YOUR TASK
Send each entry back exactly as given, pictures excluded.

[Records from a data source]
┌──

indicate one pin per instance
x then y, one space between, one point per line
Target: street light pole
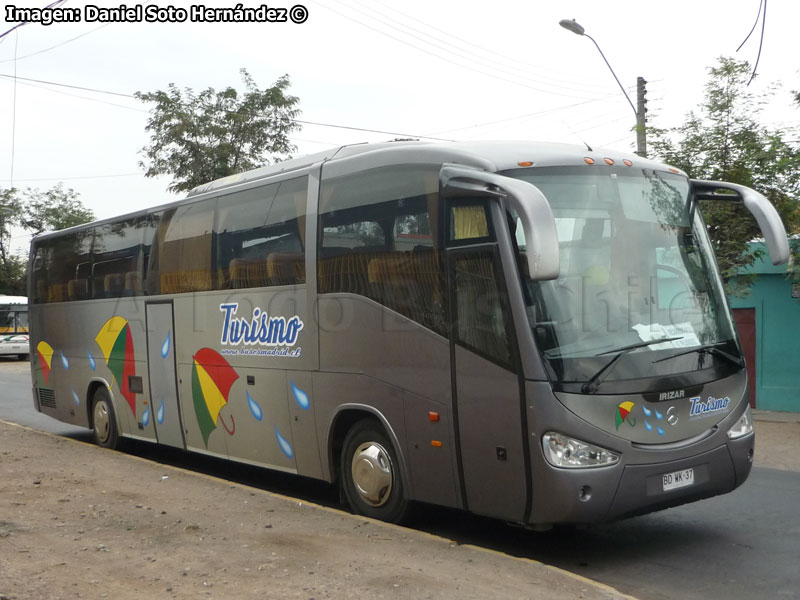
641 143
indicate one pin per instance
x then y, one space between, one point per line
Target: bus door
487 391
165 409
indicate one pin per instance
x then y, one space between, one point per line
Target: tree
12 267
36 212
53 209
197 138
724 141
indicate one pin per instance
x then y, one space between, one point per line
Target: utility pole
641 134
641 127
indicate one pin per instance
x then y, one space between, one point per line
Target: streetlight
577 28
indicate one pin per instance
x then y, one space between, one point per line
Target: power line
75 87
444 58
408 135
79 177
57 45
98 91
18 25
42 87
510 68
483 49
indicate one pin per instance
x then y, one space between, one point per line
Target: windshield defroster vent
47 398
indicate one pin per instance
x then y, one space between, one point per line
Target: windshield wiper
590 387
707 349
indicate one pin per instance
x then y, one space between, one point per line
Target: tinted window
259 235
119 259
378 238
480 321
58 262
182 256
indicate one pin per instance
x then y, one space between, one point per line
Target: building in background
768 320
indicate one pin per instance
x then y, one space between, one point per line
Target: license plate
678 479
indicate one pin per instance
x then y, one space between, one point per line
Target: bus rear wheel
104 420
370 474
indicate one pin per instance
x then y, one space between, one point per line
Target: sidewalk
78 521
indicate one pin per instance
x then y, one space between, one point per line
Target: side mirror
527 200
762 209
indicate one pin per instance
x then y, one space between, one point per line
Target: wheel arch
343 420
95 384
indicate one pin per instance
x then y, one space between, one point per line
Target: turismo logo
699 408
276 336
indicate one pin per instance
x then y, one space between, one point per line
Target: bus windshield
638 288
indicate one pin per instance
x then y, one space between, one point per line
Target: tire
371 478
104 420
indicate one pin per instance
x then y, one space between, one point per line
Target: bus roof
488 155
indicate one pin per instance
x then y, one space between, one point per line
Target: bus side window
379 239
259 236
55 264
119 257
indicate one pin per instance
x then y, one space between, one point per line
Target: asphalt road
739 546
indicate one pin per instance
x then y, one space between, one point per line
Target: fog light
743 426
563 451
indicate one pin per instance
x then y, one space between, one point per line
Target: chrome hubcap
101 421
372 473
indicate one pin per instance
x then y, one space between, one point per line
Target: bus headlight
563 451
743 426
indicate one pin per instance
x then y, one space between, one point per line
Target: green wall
777 317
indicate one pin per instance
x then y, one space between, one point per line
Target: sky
448 70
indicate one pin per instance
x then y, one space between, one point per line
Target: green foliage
197 138
34 211
724 141
12 267
53 209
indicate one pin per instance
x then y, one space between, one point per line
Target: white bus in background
14 326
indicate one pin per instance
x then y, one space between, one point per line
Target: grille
47 398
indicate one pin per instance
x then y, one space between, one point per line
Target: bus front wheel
104 420
370 474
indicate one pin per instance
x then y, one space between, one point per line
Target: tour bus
14 327
532 332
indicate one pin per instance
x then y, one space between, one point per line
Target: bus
532 332
14 327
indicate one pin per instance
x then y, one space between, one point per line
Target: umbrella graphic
45 354
623 410
116 345
212 378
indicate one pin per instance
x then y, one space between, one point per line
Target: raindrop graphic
254 407
301 397
286 447
165 346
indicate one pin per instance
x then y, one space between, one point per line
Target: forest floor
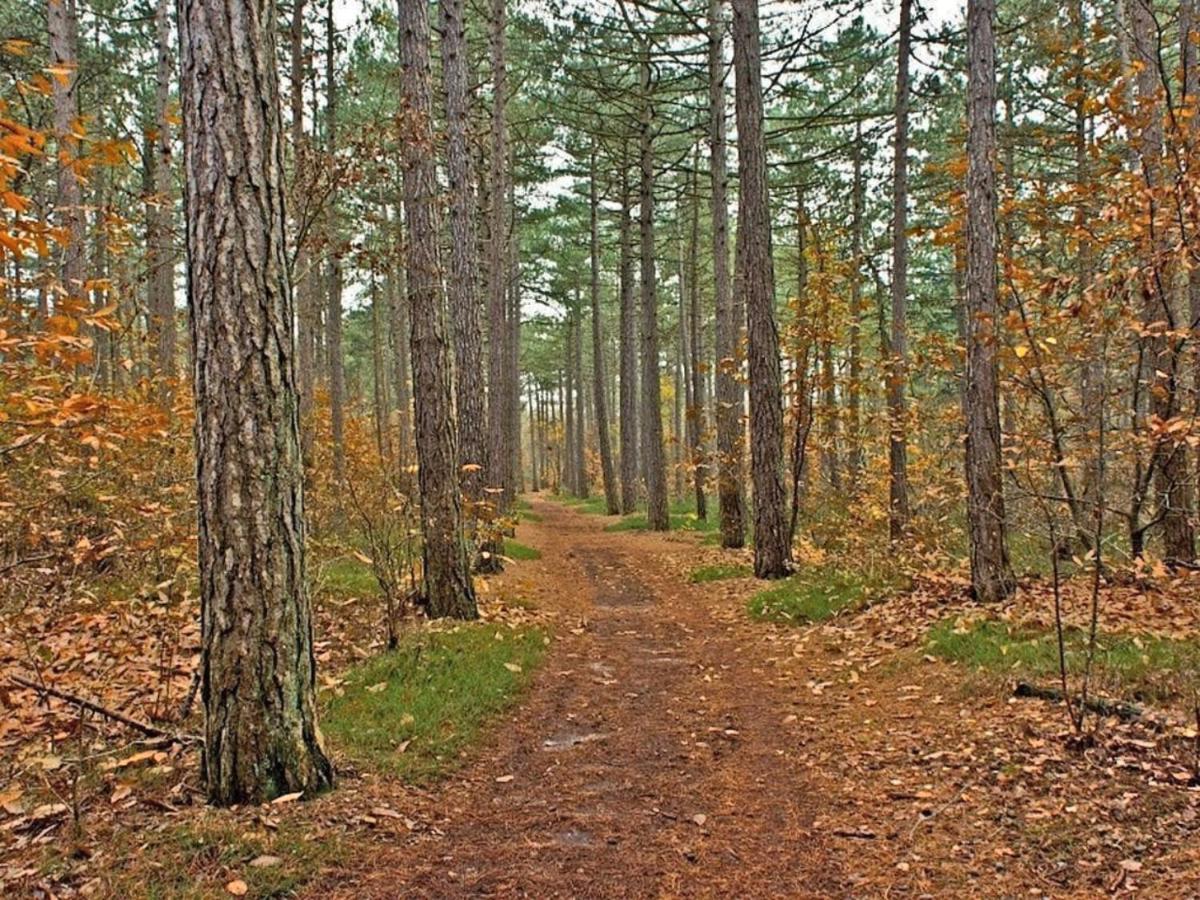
671 745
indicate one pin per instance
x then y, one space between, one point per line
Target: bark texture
653 455
448 587
991 577
63 27
756 282
599 376
727 389
257 666
160 241
629 443
898 376
462 286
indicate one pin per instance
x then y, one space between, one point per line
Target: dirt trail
653 755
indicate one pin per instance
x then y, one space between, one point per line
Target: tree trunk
257 665
855 388
570 479
1162 347
301 270
160 243
629 443
727 389
756 282
898 373
463 281
449 589
991 576
695 349
599 377
379 375
401 336
653 457
334 313
497 270
582 483
63 27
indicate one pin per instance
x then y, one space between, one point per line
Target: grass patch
706 574
414 711
525 510
1137 666
682 516
816 594
198 858
516 550
347 576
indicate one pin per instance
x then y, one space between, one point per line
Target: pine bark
449 591
463 281
653 455
497 269
1159 325
257 665
599 376
727 389
898 376
991 576
63 27
696 402
160 243
629 436
756 282
334 312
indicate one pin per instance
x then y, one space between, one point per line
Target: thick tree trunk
756 281
379 373
498 453
898 375
401 336
991 576
599 377
301 270
629 436
727 389
257 666
449 589
855 388
653 456
63 27
463 281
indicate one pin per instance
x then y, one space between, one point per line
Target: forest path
652 755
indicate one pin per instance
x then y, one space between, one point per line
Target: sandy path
653 755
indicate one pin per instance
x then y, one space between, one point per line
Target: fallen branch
1115 708
108 713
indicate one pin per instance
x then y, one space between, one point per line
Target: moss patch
706 574
414 712
816 594
1134 666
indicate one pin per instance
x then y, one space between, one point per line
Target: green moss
414 711
682 516
706 574
816 594
1135 666
516 550
198 858
347 576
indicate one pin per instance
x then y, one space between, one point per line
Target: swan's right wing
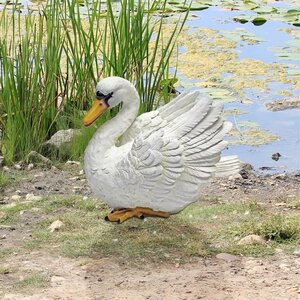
175 154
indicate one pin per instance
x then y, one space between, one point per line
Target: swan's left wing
152 159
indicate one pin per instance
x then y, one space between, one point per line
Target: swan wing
175 153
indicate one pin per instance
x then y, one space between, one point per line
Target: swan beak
98 108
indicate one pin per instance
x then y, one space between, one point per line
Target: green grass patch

└──

THE SOLUTION
indicate one pin per instance
x then y, one space between, one point per line
Target: street light pole
641 143
indicate one pin per instance
x then y, one space between, one point per line
Target: bus door
487 391
165 409
indicate one pin per instance
x then y, one space between, one point per line
Target: tree
12 267
36 212
53 209
197 138
724 141
indicate one pin per instance
x then y, one space between, one point per line
Target: utility pole
641 134
641 127
indicate one pin per instance
x then y, one space between, one point per line
Target: streetlight
577 28
indicate one pin per instance
x then y, one space between, one point per line
Target: power line
75 87
444 58
408 135
79 177
57 45
98 91
18 25
42 87
510 68
483 49
indicate one pin per instance
x then y, one space between, one point per line
Target: windshield defroster vent
47 398
indicate one pin per instance
x then y, one space between, one point per line
Target: windshield wiper
590 387
707 349
indicate one pin per instance
x then y, one space between, one point per line
Target: tinted window
259 235
119 259
378 238
480 321
58 262
182 256
indicate one pin per instance
x then y, one space between, one point per line
Target: building in background
768 320
indicate one pin per instance
x then y, one space between, one point per line
Target: license plate
678 479
indicate one pin per instance
x then y, one space between, one point per line
Target: bus rear wheel
104 420
370 474
indicate one pin per instance
x then y, one space between, one point per line
Target: sidewalk
78 521
indicate one pin per instance
x then y, one space between, one point per line
Target: side mirror
527 200
762 209
indicate one pin per instance
x then y, one space between, one point per line
Target: wheel arch
343 420
95 384
indicate one pin per instance
x then y, one space between, one point per line
Target: turismo logo
699 408
276 336
indicate one pin per instance
x then y, one space between, one point per line
Target: bus windshield
638 288
indicate one pin per instance
x then y, one space between, one point per line
Target: tire
371 478
104 420
indicate one pin per instance
x then y, one space between, one point per line
Target: bus roof
488 155
indicate one pin per instance
x then y, one space between, one point per line
Target: bus side window
379 239
259 236
55 264
119 257
indicate one pin per instance
x then y, one space between, one point per line
Target: asphalt road
739 546
indicate one pin per instance
x then y, one space between, one point per line
Target: fog light
743 426
563 451
indicate one pin per instance
x then y, one space between, one point per line
Target: chrome hubcap
101 421
372 473
indicate one pin per instance
x then y, one space between, one point per line
Target: bus headlight
563 451
743 426
indicate one pin per instance
x then y, one space between, one point per line
Target: green wall
777 317
indicate one pin per instance
x then y, one space between, one point per line
Target: sky
448 70
indicate one pin per instance
x then y, one space between, one point per line
Target: green foliage
197 138
34 211
724 141
12 267
53 209
indicate one pin per instance
x then y, one space between, one point per line
Target: white bus in background
14 326
indicate one pin per instance
x then y, one space between, one point per line
Target: grille
47 398
indicate one pin per instance
x then y, one space between, one point per line
Target: bus front wheel
104 420
370 474
indicate one pin per instance
x then y, one space between, one point per line
Target: tour bus
14 327
532 332
indicate one pin per instance
x then y, one space between, one point per line
Target: bus
532 332
14 327
indicate one pin per instance
x then y, one space between, one point per line
Target: umbrella graphic
45 354
623 410
116 345
212 378
indicate one pin per instance
x then y, one space between, one point per line
Target: raindrop graphic
254 407
301 397
286 447
165 346
indicate one pin per instance
x then y, one space between, one point per line
Target: forest floor
671 745
indicate one pin per instance
x then y, one space between, one point per line
Target: bark texture
653 455
448 587
991 577
63 27
756 282
599 376
727 389
257 666
160 241
629 443
898 376
462 286
indicate one pin per instance
x then y, one space between, one point per line
Target: dirt trail
653 755
indicate one pin per instance
x then y, one space between, one point per line
Target: tree trunk
257 665
855 388
570 479
1162 347
301 270
160 243
629 443
727 389
756 282
898 373
463 281
449 589
991 576
695 349
599 377
379 375
401 336
653 457
334 313
497 270
582 483
63 27
indicate one pin per instance
x then y, one space between, one point per line
Target: grass patch
706 574
414 711
525 510
1137 666
682 516
816 594
198 858
516 550
347 576
indicate one pin per instance
x then y, one space between, one point per line
Target: pine bark
449 591
463 281
653 455
497 269
1159 325
257 665
599 376
727 389
898 376
991 576
63 27
696 402
160 243
629 436
756 282
334 312
indicate one pin per instance
x then y, one space between, one point per line
Target: thick tree trunk
756 281
379 373
498 453
898 375
401 336
991 576
599 377
301 270
629 436
727 389
257 666
449 589
855 388
653 456
63 27
463 281
indicate one pin per instance
x then y, one space between, one point per line
Target: forest path
652 755
indicate one pin per instance
x then y, one space between, one point per line
Target: sandy path
653 755
indicate one pin per instance
x then y, one space between, one point per line
Target: fallen branch
1115 708
108 713
indicate one pin per instance
x then y, one space between, one point per line
Target: moss patch
706 574
414 712
816 594
1134 666
indicate one pin per instance
x then y, one space between, one point per line
Target: green moss
414 711
682 516
706 574
816 594
1135 666
516 550
198 858
347 576
indicate one pin per instance
x then y, one space between, one point per line
Target: swan's right wing
175 154
indicate one pin per instance
x then y, one space between, one point per line
Target: swan's left wing
152 159
indicate one pin per instance
x then y, one space between, one point per line
Target: swan wing
175 153
indicate one pin per instance
x then y, one space between, one point per line
Target: swan beak
98 108
indicate one pin per instance
x then y, one space between, one point per line
Target: green grass patch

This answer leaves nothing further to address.